YOUR INSTRUCTIONS:
Render the rows as a Markdown table with the columns Line No. and Content. Include the lines from the one containing "Question 4: What bounding box encloses the cluster" through the end of the rows, inclusive, and leave out the blank lines and the pictures.

DATA PROVIDED:
* * *
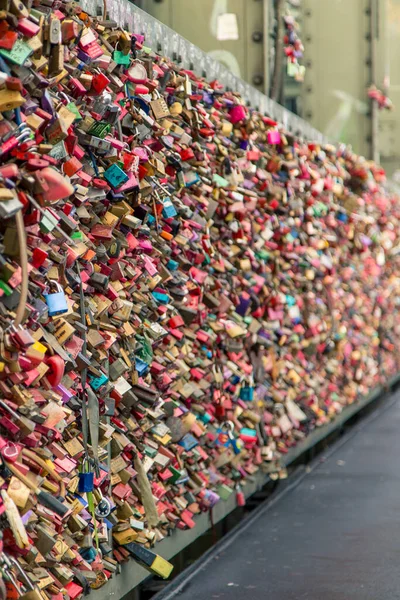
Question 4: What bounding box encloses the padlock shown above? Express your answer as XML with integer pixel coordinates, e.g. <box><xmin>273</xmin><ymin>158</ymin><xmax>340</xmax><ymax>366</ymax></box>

<box><xmin>94</xmin><ymin>488</ymin><xmax>111</xmax><ymax>519</ymax></box>
<box><xmin>239</xmin><ymin>377</ymin><xmax>254</xmax><ymax>402</ymax></box>
<box><xmin>78</xmin><ymin>472</ymin><xmax>94</xmax><ymax>494</ymax></box>
<box><xmin>150</xmin><ymin>90</ymin><xmax>170</xmax><ymax>121</ymax></box>
<box><xmin>44</xmin><ymin>281</ymin><xmax>69</xmax><ymax>317</ymax></box>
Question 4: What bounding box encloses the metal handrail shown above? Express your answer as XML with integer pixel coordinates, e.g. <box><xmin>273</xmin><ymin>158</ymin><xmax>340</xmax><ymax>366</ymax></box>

<box><xmin>80</xmin><ymin>0</ymin><xmax>329</xmax><ymax>143</ymax></box>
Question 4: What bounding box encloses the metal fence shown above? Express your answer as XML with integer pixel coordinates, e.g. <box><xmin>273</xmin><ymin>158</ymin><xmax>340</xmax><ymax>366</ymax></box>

<box><xmin>80</xmin><ymin>0</ymin><xmax>328</xmax><ymax>143</ymax></box>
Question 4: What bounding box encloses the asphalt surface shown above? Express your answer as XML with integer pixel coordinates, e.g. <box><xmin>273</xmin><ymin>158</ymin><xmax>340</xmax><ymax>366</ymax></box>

<box><xmin>165</xmin><ymin>392</ymin><xmax>400</xmax><ymax>600</ymax></box>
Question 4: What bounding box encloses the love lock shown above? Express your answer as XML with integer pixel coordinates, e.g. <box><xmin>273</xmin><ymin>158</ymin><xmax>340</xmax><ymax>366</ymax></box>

<box><xmin>44</xmin><ymin>281</ymin><xmax>68</xmax><ymax>317</ymax></box>
<box><xmin>94</xmin><ymin>488</ymin><xmax>111</xmax><ymax>519</ymax></box>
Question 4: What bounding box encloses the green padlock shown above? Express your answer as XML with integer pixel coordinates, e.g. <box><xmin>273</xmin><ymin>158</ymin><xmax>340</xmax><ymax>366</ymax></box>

<box><xmin>113</xmin><ymin>50</ymin><xmax>131</xmax><ymax>67</ymax></box>
<box><xmin>66</xmin><ymin>102</ymin><xmax>82</xmax><ymax>121</ymax></box>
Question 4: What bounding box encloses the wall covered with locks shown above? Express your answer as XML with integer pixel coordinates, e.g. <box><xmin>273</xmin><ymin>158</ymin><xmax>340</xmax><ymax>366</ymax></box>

<box><xmin>0</xmin><ymin>0</ymin><xmax>400</xmax><ymax>600</ymax></box>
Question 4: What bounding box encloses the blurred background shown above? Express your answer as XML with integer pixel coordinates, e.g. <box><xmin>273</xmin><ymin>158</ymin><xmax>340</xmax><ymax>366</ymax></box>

<box><xmin>135</xmin><ymin>0</ymin><xmax>400</xmax><ymax>181</ymax></box>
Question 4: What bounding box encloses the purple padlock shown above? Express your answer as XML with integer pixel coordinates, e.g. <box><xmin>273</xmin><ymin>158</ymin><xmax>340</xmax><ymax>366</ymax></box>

<box><xmin>229</xmin><ymin>104</ymin><xmax>246</xmax><ymax>123</ymax></box>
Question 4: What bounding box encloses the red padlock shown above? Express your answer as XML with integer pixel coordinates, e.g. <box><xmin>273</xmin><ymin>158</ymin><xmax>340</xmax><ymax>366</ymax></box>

<box><xmin>46</xmin><ymin>354</ymin><xmax>65</xmax><ymax>389</ymax></box>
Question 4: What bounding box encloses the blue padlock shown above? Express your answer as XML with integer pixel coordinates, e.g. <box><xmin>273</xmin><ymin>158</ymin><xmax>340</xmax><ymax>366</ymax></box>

<box><xmin>104</xmin><ymin>163</ymin><xmax>129</xmax><ymax>189</ymax></box>
<box><xmin>44</xmin><ymin>281</ymin><xmax>69</xmax><ymax>317</ymax></box>
<box><xmin>90</xmin><ymin>374</ymin><xmax>108</xmax><ymax>391</ymax></box>
<box><xmin>78</xmin><ymin>473</ymin><xmax>94</xmax><ymax>494</ymax></box>
<box><xmin>162</xmin><ymin>199</ymin><xmax>178</xmax><ymax>219</ymax></box>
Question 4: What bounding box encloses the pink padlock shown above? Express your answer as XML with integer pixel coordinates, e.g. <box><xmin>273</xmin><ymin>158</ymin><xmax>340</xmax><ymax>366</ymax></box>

<box><xmin>229</xmin><ymin>104</ymin><xmax>246</xmax><ymax>123</ymax></box>
<box><xmin>267</xmin><ymin>129</ymin><xmax>281</xmax><ymax>145</ymax></box>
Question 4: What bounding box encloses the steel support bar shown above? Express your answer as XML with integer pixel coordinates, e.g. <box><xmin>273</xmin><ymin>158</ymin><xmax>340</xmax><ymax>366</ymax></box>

<box><xmin>80</xmin><ymin>0</ymin><xmax>328</xmax><ymax>143</ymax></box>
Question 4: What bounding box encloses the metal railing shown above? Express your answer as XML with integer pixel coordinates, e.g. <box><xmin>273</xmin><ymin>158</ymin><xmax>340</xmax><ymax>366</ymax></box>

<box><xmin>80</xmin><ymin>0</ymin><xmax>328</xmax><ymax>143</ymax></box>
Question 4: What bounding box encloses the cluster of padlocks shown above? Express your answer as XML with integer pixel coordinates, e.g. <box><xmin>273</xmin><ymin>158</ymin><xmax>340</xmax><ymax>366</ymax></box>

<box><xmin>0</xmin><ymin>0</ymin><xmax>400</xmax><ymax>600</ymax></box>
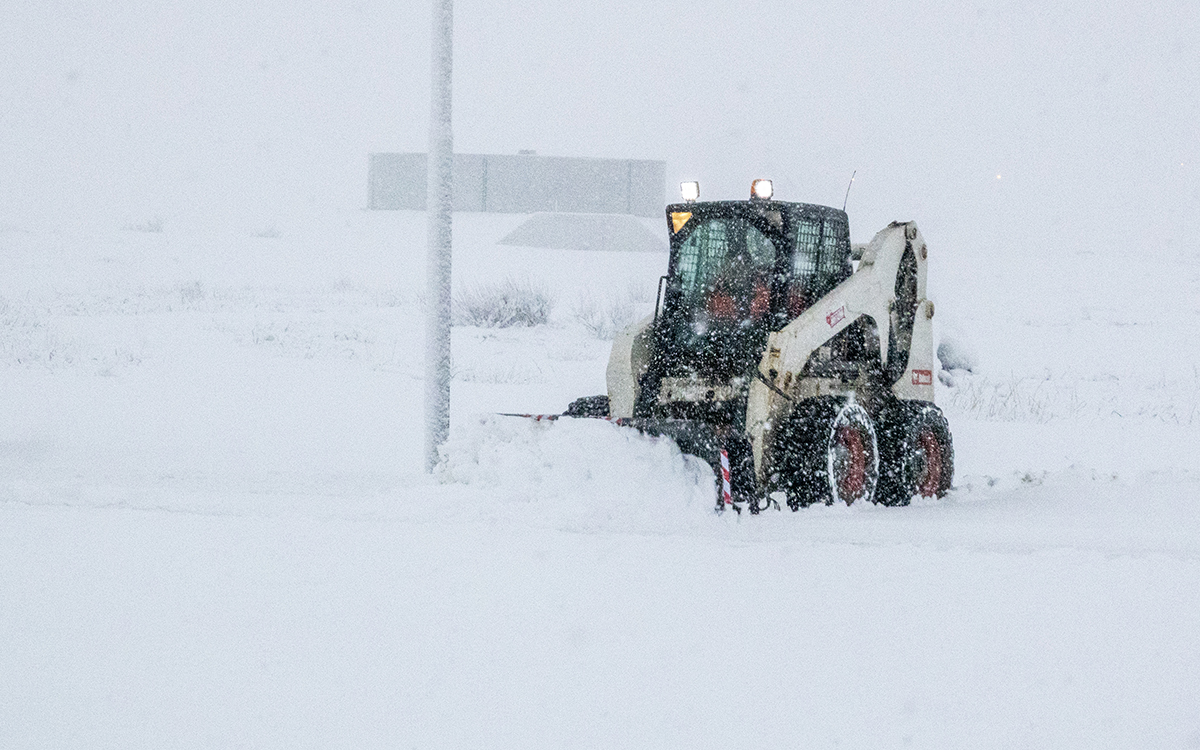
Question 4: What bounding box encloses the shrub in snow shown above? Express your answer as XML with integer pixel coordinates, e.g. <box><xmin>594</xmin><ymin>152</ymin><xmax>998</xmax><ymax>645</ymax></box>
* * *
TASK SOLUTION:
| Line No. | Content |
|---|---|
| 1 | Question 4: What bounding box encloses the cluster of padlocks shown above? Express your answer as XML with integer pixel coordinates, e.g. <box><xmin>273</xmin><ymin>158</ymin><xmax>340</xmax><ymax>366</ymax></box> |
| 2 | <box><xmin>0</xmin><ymin>0</ymin><xmax>400</xmax><ymax>600</ymax></box> |
| 3 | Question 4: What bounding box encloses the shrub in snow shown above? Express your answer as XML with integer pixel coordinates, e.g. <box><xmin>594</xmin><ymin>152</ymin><xmax>998</xmax><ymax>645</ymax></box> |